_TASK DIRECTIONS_
Faithfully repeat each entry below, minus the pictures.

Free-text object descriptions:
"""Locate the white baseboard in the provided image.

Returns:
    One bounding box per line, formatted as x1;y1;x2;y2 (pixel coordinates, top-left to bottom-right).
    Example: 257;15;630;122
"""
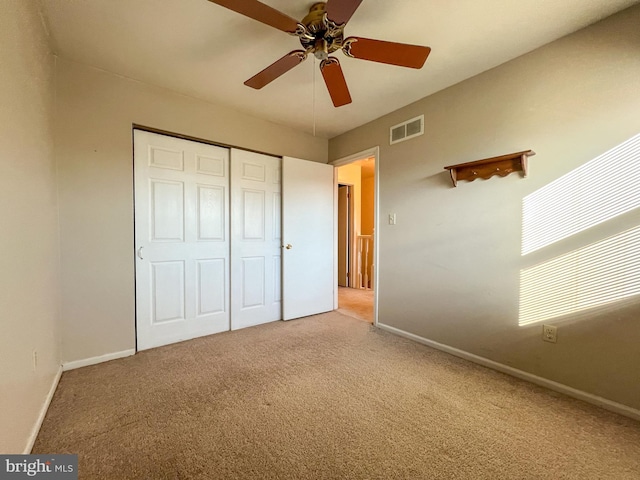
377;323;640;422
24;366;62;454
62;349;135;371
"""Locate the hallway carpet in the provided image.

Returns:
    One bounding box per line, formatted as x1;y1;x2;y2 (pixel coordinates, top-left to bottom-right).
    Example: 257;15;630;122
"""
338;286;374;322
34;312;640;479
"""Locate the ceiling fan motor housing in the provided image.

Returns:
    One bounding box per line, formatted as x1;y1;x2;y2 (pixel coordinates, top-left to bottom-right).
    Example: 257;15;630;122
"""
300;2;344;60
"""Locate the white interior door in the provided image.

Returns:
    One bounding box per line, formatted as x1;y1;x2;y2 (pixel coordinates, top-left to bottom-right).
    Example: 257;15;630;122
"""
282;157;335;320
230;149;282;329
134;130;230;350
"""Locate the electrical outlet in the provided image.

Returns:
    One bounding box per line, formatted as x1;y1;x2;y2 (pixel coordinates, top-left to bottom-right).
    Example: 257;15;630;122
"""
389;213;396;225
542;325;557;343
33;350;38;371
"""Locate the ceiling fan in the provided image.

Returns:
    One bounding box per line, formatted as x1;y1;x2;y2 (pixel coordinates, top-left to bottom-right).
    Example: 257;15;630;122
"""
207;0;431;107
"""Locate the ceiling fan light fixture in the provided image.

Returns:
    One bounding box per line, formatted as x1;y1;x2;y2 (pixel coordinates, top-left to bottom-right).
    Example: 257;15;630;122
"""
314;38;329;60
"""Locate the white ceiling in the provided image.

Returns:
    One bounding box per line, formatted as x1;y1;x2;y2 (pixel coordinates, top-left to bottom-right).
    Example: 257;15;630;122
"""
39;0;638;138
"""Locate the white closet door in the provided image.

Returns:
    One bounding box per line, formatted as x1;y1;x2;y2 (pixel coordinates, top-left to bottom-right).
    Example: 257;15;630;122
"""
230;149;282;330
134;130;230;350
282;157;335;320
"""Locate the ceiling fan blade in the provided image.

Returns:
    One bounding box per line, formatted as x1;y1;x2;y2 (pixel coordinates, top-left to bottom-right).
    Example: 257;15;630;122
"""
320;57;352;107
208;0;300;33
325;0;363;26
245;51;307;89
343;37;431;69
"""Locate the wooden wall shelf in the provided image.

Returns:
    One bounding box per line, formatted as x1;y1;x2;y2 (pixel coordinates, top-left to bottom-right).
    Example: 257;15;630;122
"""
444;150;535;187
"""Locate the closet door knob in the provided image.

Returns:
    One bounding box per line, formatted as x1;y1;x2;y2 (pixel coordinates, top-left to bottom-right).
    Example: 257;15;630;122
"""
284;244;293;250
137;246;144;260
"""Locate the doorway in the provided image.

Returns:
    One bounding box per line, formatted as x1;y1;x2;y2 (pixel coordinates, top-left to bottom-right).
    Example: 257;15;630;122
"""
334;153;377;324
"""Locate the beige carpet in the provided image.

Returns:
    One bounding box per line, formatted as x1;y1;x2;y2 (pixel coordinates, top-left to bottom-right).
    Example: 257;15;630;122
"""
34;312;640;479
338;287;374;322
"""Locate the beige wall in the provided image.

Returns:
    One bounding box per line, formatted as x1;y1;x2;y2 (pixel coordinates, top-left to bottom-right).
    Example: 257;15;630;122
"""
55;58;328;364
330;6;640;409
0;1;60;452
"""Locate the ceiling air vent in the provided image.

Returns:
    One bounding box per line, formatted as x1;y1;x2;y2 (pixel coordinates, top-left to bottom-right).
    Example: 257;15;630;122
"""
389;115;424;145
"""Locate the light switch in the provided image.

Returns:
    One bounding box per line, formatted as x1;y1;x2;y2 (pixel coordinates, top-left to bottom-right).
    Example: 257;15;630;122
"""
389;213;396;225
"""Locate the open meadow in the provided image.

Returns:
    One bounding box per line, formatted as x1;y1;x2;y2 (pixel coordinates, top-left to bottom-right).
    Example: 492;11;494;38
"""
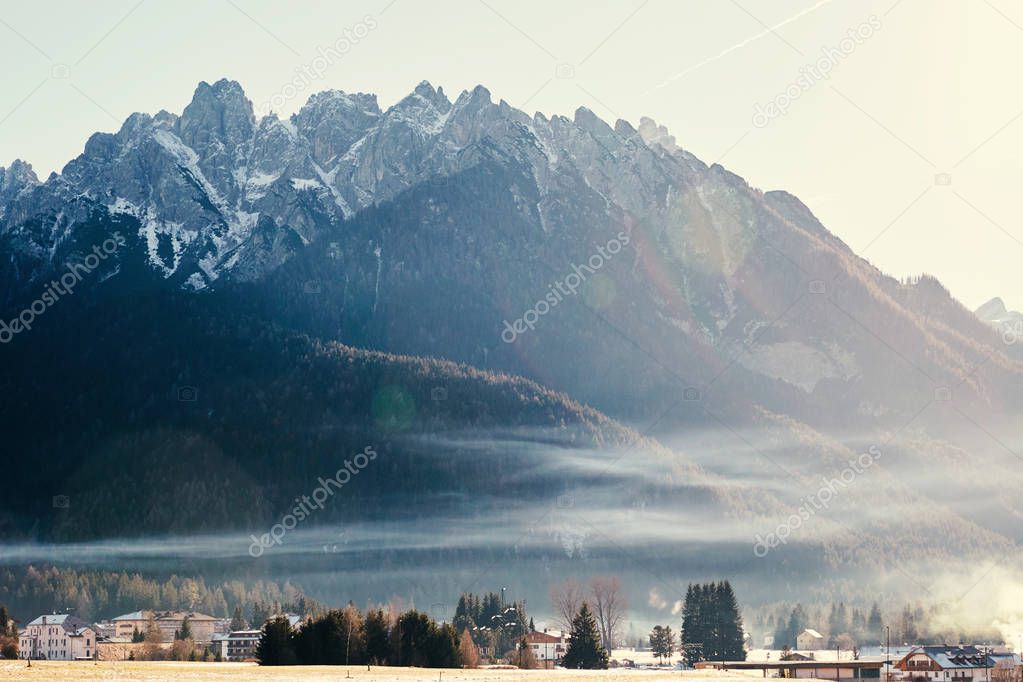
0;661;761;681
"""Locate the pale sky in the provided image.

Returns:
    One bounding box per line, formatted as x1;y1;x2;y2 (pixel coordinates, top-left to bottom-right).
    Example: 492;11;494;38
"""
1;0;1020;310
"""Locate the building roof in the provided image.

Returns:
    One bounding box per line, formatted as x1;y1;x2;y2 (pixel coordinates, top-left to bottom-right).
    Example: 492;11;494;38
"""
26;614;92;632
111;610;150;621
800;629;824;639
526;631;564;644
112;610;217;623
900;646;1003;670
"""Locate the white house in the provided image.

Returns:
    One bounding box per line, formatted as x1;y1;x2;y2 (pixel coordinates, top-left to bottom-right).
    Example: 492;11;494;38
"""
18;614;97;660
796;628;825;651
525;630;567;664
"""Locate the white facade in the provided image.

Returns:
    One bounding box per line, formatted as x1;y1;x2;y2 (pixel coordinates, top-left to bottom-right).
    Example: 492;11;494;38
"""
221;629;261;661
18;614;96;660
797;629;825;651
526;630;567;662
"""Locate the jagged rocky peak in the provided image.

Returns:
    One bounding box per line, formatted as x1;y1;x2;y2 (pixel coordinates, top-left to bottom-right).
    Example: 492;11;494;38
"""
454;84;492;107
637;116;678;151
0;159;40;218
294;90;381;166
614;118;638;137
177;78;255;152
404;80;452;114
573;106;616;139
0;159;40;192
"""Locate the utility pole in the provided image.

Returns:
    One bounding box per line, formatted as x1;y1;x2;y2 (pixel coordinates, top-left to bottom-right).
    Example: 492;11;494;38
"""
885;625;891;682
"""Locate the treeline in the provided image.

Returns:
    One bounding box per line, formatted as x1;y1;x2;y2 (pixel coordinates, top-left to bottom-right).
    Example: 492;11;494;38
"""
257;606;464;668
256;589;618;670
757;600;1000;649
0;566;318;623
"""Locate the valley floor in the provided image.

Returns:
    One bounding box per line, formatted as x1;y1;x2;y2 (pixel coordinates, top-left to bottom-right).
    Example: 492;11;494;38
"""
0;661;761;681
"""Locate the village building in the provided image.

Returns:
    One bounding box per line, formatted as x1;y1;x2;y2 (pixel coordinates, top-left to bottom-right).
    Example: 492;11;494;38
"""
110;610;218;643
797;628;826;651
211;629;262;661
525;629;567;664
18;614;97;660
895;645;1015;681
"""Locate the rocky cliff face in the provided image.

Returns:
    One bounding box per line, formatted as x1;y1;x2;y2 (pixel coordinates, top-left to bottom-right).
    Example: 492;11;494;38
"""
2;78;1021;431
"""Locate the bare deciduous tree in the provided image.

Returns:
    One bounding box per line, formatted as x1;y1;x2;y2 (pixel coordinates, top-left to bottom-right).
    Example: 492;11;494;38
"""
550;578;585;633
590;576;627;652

_WORKED SOLUTION_
"""Locate the white baseboard in the provided image.

Returns:
    One bounding box per line, formatted as x1;y1;x2;y2 (pixel coordinates, top-left to bottom-right).
    Example: 257;15;630;122
"""
377;323;640;422
24;366;62;454
62;349;135;371
"""Locate the hallway carpet in the provided image.

Returns:
    One bounding box per line, formatted as x1;y1;x2;y2 (pixel coordinates, top-left to bottom-right).
    Example: 257;15;630;122
"""
338;286;374;322
34;312;640;479
"""Locate the ceiling fan motor housing in the provided image.

Returns:
    One bounding box per line, formatted as x1;y1;x2;y2 (pixel coordinates, top-left to bottom-right).
    Example: 257;15;630;122
"""
300;2;344;60
"""Locate the white interior door in the provided image.

Returns:
    One bounding box per line, formatted as x1;y1;x2;y2 (pixel coordinates, top-left to bottom-right).
    Example: 257;15;630;122
"""
282;157;335;320
230;149;282;329
134;130;230;350
"""Locate the electrical outlet in the provided image.

Returns:
    One bounding box per line, formatted as x1;y1;x2;y2 (pixel coordinates, top-left to bottom-right).
    Example: 257;15;630;122
"""
389;213;396;225
542;325;557;343
33;350;38;371
"""Locate the ceiling fan in the provided image.

Returns:
    One bounding box per line, formatted as x1;y1;x2;y2 (pixel coordinates, top-left to bottom-right).
    Example: 257;15;630;122
"""
207;0;431;107
"""Locate the ceiling fan light fixture in the provided image.

Returns:
    One bounding box per line, formatted as x1;y1;x2;y2 (pixel coordinates, top-left to bottom-right).
    Example: 257;15;630;122
"""
314;38;329;60
"""Locate the white ceiling in the provided image.

Returns:
    One bounding box per line, formatted as x1;y1;x2;y2 (pixel coordinates, top-left to bottom-right).
    Example: 257;15;630;122
"""
39;0;638;138
"""Locate the white closet door in the provided image.

Returns:
    One bounding box per line, formatted as x1;y1;x2;y2 (pixel coordinates, top-left to bottom-right).
    Example: 257;15;630;122
"""
230;149;282;330
134;130;230;350
282;157;335;320
"""Locate the ceiling fan blade in the provided image.

Returns:
    One bounding box per line, formatted as x1;y1;x2;y2 (pixel coordinates, top-left to bottom-right).
    Example: 257;15;630;122
"""
320;57;352;107
208;0;300;33
325;0;363;26
245;51;307;89
343;37;431;69
"""Locate the wooden wall shelf in the provided image.

Returns:
    One bounding box per line, formatted as x1;y1;x2;y2 (pixel coordinates, top-left to bottom-right).
    Example: 257;15;630;122
"""
444;150;535;187
"""Locate the closet door knob in the provided image.

Returns:
    One bounding box per line, formatted as x1;y1;x2;y2 (pixel coordinates, top-left to bottom-right).
    Example: 257;15;630;122
"""
284;244;293;250
137;246;144;260
"""Locate the doorway in the provided image.

Returns:
    One bounding box per line, formatted as x1;y1;x2;y2 (pixel coordinates, top-left to bottom-right).
    Example: 257;15;630;122
"""
334;153;377;324
"""Locate the beige carpet in the provided image.

Returns:
    One bounding box per line, formatted as x1;y1;x2;y2 (pixel coordinates, top-left to bottom-right).
    Example: 257;15;630;122
"""
34;312;640;479
338;287;374;322
"""Locate the beige wall in the provided image.

Returns:
    One bounding box per line, formatted as x1;y1;x2;y2 (pixel coordinates, top-left to bottom-right).
    Example: 257;15;630;122
"""
55;58;328;364
330;6;640;409
0;1;60;452
"""Locate the ceiling air vent in the provided image.

Returns:
    One bounding box per line, formatted as x1;y1;x2;y2 (pixel coordinates, top-left to bottom-right).
    Example: 257;15;630;122
"""
389;115;424;145
"""Locate the light switch in the provided image.

Returns:
    One bounding box per line, formatted as x1;y1;x2;y2 (pixel coordinates, top-left to bottom-right).
    Example: 257;15;630;122
"""
389;213;396;225
"""Locate the open meadow in the provided image.

Returns:
    One bounding box per line, formatted as x1;y1;x2;y2 (pixel coordinates, top-left to bottom-right).
    Example: 492;11;494;38
"""
0;661;761;681
"""Locate the pale sky in the provided image.

Returns:
    One bounding box per line, formatted as x1;y1;x2;y2 (pixel coordinates, top-left to bottom-right).
    Example: 492;11;494;38
"""
1;0;1020;310
"""Locate the building roof in the provided image.

Returns:
    One bounding box per line, formatted as x1;y1;x2;y2 (pixel coordinates, top-left to bottom-right).
    Example: 492;11;494;38
"""
26;614;92;632
111;610;150;621
800;629;824;639
526;631;564;644
112;610;217;623
900;646;1003;670
"""Locate the white house in the provided image.

Returns:
    One bounding box per line, formatted as x1;y1;x2;y2 (pixel coordinates, top-left to bottom-right).
    Example: 492;11;494;38
"""
18;614;97;660
796;628;825;651
525;630;567;664
"""Locate the white facade in the provided image.

Returns:
    One bounding box per line, formatted as x1;y1;x2;y2 (pixel coordinates, top-left to bottom-right).
    Example: 492;11;494;38
"""
221;629;261;661
18;614;96;660
797;629;825;651
526;630;567;662
"""Locate the jagged rocky peak in the provided image.

Returns:
    One bounding box per line, formatted as x1;y1;x2;y2 (pixel coordinates, top-left to bottom-right).
    Example: 492;11;494;38
"""
454;84;492;107
637;116;678;151
0;159;40;218
294;90;381;166
614;118;638;137
177;78;255;152
404;80;452;114
573;106;616;139
0;159;40;192
"""Locate the utility pole in the provided image.

Returns:
    One bounding box per line, formatted as x1;y1;x2;y2 (pixel coordinates, top-left to bottom-right).
    Example: 492;11;494;38
"""
885;625;891;682
"""Locate the treeline in the provided image.

Returns:
    One bounding box per line, formatted as x1;y1;x2;y2 (pixel coordinates, top-left to bottom-right).
    Example: 492;11;494;38
"""
257;606;464;668
256;589;618;670
757;600;1000;649
0;566;318;623
"""Locate the valley floor in the provided image.

Returns:
    One bounding box per line, formatted as x1;y1;x2;y2 (pixel coordinates, top-left to bottom-right).
    Example: 492;11;494;38
"""
0;661;761;681
"""Locate the village building in the provided image.

Returns:
    One bounding box per line, formatted as x1;y1;x2;y2 (pixel coordinates, top-left to bottom-right).
    Example: 492;11;494;38
"""
110;610;218;643
797;628;826;651
211;629;262;661
525;629;567;664
18;614;97;660
895;645;1015;681
"""Locate the rocky cliff face in the provided image.

Returns:
    One bounding box per line, formatted as x1;y1;x2;y2 (pixel coordinates, top-left to bottom-right).
    Example: 492;11;494;38
"""
2;78;1021;431
"""Locate the bare deciduous tree in the provided image.

Returns:
    One bounding box per line, formatted as x1;y1;x2;y2 (pixel coordinates, top-left to bottom-right).
    Example: 492;11;494;38
"""
550;578;585;633
590;576;627;652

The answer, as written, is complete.